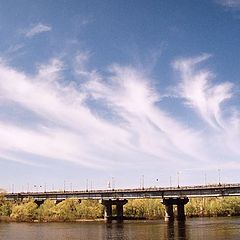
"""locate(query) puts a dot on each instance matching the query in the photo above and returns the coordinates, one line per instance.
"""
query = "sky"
(120, 94)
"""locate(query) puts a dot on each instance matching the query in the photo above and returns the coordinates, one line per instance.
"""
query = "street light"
(178, 176)
(219, 176)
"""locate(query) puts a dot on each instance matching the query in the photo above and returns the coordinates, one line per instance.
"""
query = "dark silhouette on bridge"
(169, 196)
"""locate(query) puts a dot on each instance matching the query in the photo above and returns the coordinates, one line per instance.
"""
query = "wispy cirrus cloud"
(199, 92)
(36, 29)
(230, 3)
(114, 119)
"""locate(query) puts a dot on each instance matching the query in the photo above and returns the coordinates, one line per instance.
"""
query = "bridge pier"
(169, 202)
(39, 202)
(108, 209)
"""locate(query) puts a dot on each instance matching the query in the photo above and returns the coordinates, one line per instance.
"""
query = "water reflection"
(211, 229)
(176, 230)
(115, 231)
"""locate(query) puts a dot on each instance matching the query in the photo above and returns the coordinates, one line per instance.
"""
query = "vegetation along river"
(193, 228)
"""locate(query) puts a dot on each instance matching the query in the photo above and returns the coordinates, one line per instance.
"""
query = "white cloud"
(200, 93)
(37, 29)
(69, 124)
(230, 3)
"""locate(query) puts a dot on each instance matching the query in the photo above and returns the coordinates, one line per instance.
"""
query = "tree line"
(72, 209)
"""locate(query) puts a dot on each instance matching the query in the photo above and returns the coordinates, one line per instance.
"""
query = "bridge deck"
(169, 192)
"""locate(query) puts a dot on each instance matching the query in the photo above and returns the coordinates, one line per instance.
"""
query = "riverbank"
(70, 210)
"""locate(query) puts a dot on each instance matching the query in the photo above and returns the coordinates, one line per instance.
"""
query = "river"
(195, 228)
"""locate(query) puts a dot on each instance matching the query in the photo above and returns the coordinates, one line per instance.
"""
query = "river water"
(198, 228)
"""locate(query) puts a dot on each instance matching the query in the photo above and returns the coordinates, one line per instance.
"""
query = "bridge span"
(169, 196)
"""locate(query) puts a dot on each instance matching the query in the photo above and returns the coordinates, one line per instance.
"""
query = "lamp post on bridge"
(178, 173)
(219, 176)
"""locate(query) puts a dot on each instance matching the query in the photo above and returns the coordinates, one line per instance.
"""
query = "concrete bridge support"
(108, 209)
(169, 202)
(39, 202)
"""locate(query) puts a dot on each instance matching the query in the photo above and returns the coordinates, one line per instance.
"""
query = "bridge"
(169, 196)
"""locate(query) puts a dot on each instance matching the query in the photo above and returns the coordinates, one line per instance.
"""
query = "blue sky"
(99, 91)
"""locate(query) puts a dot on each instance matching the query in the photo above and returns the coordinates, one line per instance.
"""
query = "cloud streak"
(230, 3)
(114, 119)
(37, 29)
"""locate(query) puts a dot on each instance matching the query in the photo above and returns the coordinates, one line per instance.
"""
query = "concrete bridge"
(169, 196)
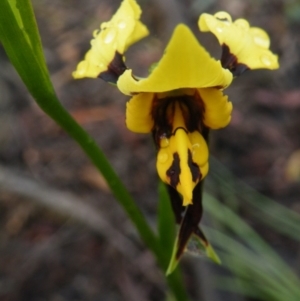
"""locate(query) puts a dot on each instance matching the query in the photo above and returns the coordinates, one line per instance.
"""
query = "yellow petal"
(117, 35)
(182, 160)
(185, 64)
(217, 108)
(138, 113)
(249, 44)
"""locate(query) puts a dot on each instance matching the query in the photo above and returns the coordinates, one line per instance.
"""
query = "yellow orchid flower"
(105, 58)
(178, 102)
(244, 47)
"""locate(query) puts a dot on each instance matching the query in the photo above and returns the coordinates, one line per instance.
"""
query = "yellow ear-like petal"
(250, 45)
(185, 64)
(138, 113)
(217, 108)
(117, 35)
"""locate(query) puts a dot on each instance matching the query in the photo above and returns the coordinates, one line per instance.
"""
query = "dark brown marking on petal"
(194, 168)
(163, 111)
(229, 61)
(174, 171)
(176, 202)
(114, 70)
(190, 221)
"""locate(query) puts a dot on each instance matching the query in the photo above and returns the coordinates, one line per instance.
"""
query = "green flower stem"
(21, 41)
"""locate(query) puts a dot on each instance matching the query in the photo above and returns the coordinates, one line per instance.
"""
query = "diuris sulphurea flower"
(243, 47)
(180, 101)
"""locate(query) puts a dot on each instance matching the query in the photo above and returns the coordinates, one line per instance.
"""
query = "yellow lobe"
(117, 35)
(182, 159)
(185, 64)
(249, 44)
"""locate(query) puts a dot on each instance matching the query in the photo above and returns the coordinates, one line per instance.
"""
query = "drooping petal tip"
(249, 45)
(183, 65)
(115, 36)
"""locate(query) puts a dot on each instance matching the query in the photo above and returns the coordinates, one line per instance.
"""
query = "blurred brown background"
(63, 236)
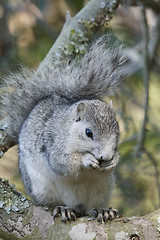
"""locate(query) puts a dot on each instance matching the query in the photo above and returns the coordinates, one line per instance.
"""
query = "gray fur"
(97, 74)
(49, 114)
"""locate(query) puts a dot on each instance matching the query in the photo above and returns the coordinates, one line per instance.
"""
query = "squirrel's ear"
(80, 111)
(111, 104)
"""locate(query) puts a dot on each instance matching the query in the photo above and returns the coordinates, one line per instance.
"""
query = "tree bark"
(74, 38)
(19, 219)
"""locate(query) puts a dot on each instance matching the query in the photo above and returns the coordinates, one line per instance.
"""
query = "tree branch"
(19, 219)
(145, 37)
(73, 39)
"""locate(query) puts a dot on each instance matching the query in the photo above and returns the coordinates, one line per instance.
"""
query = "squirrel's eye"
(89, 133)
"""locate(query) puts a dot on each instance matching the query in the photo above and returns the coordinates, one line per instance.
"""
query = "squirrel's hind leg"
(103, 215)
(66, 213)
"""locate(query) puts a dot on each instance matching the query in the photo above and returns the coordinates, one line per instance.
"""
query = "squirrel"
(67, 135)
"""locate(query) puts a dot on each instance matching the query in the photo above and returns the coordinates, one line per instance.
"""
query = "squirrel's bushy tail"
(98, 73)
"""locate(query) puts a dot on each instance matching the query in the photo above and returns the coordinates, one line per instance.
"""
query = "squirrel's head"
(94, 130)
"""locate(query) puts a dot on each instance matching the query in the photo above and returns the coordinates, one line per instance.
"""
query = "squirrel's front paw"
(66, 213)
(103, 215)
(89, 160)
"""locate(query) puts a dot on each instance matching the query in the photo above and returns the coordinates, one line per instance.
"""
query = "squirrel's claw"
(103, 215)
(66, 213)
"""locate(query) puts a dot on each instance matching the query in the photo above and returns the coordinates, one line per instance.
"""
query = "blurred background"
(28, 29)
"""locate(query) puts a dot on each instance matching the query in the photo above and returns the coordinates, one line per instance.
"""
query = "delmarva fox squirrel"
(68, 136)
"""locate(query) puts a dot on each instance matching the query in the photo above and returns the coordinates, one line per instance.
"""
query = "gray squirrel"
(68, 137)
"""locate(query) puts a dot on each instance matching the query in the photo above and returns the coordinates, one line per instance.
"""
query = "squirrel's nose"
(105, 158)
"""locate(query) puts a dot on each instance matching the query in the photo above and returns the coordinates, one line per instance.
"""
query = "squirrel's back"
(97, 73)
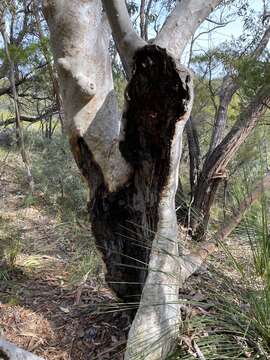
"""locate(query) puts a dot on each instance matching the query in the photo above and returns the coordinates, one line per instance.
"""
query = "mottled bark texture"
(131, 161)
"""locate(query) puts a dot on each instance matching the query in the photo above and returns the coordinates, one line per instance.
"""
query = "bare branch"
(182, 23)
(126, 39)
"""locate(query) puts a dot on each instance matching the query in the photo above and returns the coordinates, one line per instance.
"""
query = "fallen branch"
(9, 351)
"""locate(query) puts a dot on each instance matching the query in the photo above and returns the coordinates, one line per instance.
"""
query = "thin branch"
(182, 23)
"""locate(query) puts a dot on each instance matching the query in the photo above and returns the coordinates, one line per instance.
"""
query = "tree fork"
(125, 221)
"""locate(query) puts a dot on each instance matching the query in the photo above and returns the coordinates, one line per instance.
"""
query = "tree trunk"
(19, 131)
(215, 166)
(133, 173)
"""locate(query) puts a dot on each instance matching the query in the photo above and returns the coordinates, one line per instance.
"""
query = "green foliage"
(10, 243)
(56, 176)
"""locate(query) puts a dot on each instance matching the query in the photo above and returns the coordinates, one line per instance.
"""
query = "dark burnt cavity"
(124, 222)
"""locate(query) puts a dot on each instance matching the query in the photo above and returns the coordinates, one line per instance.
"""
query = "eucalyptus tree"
(131, 160)
(244, 85)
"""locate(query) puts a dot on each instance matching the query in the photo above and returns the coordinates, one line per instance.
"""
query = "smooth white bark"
(156, 324)
(126, 39)
(182, 23)
(80, 37)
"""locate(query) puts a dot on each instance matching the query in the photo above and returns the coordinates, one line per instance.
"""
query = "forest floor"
(42, 308)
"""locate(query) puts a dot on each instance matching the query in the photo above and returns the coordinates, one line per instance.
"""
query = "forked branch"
(126, 39)
(182, 23)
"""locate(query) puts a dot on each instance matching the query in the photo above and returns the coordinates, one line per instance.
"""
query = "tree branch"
(228, 89)
(182, 23)
(126, 39)
(231, 222)
(12, 352)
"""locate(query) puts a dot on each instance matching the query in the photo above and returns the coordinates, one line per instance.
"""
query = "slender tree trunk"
(237, 215)
(215, 166)
(19, 131)
(133, 173)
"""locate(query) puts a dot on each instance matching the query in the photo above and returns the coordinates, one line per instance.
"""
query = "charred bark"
(125, 221)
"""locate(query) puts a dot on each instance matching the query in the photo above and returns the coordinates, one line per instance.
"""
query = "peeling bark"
(131, 162)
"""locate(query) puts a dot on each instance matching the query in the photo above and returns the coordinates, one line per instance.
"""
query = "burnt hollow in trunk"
(124, 222)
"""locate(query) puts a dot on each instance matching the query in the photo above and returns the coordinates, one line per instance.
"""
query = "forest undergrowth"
(54, 302)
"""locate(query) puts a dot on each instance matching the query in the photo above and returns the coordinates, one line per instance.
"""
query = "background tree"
(132, 177)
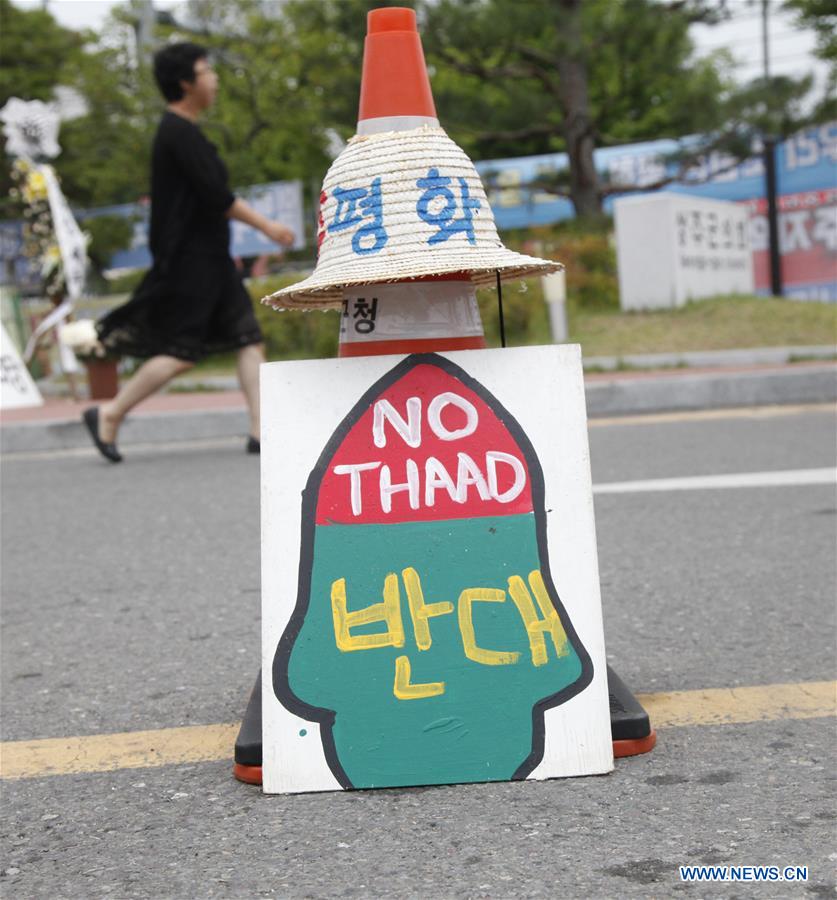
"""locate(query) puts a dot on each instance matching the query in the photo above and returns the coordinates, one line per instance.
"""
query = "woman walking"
(192, 302)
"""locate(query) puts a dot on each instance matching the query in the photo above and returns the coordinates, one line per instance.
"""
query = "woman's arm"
(243, 212)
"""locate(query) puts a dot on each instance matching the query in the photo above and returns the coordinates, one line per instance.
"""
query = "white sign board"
(430, 595)
(17, 388)
(672, 248)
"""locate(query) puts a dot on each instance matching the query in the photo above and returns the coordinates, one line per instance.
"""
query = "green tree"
(34, 49)
(821, 17)
(520, 76)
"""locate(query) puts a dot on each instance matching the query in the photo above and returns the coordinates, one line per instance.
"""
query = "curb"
(622, 395)
(688, 392)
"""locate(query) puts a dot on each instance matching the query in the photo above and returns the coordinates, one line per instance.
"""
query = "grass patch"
(721, 323)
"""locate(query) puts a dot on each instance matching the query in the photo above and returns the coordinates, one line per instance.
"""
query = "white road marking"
(785, 478)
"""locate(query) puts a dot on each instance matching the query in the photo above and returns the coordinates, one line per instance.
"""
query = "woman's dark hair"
(176, 63)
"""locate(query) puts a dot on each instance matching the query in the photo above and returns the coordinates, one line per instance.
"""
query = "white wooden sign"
(17, 388)
(672, 248)
(431, 608)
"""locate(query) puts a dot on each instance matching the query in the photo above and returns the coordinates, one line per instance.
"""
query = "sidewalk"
(219, 413)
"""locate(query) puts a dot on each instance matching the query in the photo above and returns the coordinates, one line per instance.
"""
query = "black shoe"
(90, 417)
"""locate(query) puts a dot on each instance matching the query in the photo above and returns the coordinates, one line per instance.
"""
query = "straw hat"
(402, 201)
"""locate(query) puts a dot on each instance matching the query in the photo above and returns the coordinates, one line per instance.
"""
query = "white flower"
(81, 337)
(31, 128)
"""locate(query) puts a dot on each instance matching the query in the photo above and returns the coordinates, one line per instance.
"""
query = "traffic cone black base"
(630, 729)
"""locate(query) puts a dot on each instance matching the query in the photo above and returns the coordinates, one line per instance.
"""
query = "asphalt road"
(130, 601)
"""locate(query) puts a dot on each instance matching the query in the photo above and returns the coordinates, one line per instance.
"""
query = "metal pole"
(769, 142)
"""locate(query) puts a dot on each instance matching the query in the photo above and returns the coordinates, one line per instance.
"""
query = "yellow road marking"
(731, 706)
(745, 412)
(213, 743)
(108, 752)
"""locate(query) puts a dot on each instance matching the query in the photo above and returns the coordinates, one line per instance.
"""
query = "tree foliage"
(510, 78)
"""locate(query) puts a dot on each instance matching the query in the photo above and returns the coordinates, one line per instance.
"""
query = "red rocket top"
(427, 448)
(394, 80)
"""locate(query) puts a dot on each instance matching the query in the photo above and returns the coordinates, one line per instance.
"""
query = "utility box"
(672, 248)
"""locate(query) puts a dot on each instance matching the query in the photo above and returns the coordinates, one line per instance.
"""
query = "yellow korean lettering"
(466, 625)
(388, 612)
(536, 627)
(406, 691)
(420, 611)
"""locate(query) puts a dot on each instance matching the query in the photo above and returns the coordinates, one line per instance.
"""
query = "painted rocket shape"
(428, 638)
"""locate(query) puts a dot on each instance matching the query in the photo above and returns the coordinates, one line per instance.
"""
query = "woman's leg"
(248, 362)
(150, 377)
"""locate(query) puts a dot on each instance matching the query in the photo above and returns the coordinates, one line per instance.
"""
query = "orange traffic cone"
(416, 315)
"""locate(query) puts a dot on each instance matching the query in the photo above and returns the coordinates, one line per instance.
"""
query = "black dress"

Exercise instructions ▸ Can you filter the data above down to only the lines that contain the word "bridge", with case counting in the match?

Solution to this task ▸
query = "dark silhouette on bridge"
query = "bridge pier"
query = "bridge deck"
query = "bridge span"
query = "lamp post on bridge"
query = "concrete bridge support"
query = "bridge"
query = "concrete bridge"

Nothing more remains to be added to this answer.